— Begin Supplied records —

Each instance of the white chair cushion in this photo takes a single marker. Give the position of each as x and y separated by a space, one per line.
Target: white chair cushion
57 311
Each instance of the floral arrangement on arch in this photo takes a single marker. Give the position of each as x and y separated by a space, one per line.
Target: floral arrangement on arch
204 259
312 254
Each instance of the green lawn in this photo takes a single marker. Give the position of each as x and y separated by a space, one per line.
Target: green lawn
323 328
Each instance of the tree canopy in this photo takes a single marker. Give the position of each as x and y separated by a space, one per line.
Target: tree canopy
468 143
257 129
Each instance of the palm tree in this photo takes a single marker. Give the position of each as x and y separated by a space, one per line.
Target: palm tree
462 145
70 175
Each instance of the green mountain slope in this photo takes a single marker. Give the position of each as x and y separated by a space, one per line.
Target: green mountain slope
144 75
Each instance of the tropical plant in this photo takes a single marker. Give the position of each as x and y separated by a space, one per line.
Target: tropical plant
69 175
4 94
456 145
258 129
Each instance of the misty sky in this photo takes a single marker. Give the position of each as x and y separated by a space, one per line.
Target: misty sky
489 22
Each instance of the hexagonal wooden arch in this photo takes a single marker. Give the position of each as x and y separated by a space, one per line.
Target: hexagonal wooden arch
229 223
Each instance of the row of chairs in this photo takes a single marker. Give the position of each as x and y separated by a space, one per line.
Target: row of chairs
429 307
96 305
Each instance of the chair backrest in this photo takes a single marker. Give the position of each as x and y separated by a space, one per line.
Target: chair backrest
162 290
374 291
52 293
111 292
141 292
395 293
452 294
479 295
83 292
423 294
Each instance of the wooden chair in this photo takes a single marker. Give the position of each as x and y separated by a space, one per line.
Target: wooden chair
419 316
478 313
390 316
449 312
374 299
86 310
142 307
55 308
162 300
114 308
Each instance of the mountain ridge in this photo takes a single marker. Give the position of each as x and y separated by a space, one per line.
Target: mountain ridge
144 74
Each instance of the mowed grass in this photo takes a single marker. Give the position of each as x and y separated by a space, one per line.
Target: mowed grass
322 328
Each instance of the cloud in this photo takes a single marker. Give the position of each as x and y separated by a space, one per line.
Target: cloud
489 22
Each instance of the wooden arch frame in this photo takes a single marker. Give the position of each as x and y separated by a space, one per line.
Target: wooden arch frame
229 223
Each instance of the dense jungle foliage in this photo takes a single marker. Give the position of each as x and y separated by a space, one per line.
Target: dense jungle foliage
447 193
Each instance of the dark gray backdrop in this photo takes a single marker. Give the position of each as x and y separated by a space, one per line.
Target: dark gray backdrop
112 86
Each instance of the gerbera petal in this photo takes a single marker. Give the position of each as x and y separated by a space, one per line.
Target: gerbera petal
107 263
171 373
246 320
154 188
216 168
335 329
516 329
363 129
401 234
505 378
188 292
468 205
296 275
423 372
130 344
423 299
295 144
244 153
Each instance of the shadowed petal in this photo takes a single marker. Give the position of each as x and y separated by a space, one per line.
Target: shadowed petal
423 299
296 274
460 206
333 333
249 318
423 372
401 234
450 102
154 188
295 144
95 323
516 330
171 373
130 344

— End Supplied records —

* [Directions] Starting at the line that contains "Each instance of the dense" and ending at the end of the records, write out all those lines again, requests included. Multiply every x and y coordinate in the answers by 1.65 and round to whole numbers, with halves rounding up.

* [Response to the task]
Each instance of the dense jungle foliage in this photo takes a single marker. Give the position of each as x and y separated by a space, one per line.
Target: dense jungle foliage
738 318
Each instance of the dark gray backdrop in this photo takes a single marker. Give the position of each as x and y separated by a space, one per line.
Target: dark gray backdrop
185 142
Each instance of the gerbera petal in this photo takes a single marker. Give the position of each as x and y separated by a space, one per line.
Target: gerbera petal
177 434
282 615
406 528
254 310
356 277
553 543
851 543
599 213
662 386
833 624
310 482
772 338
488 454
698 614
215 568
698 493
487 238
403 252
Each instance of the shadowed petal in this photo takes a single marker. Give the position of each as x and y separated by a space, one per line.
Target: shadowed petal
698 493
488 452
759 340
549 549
411 525
698 614
662 386
743 168
254 310
487 238
157 533
851 545
282 615
215 568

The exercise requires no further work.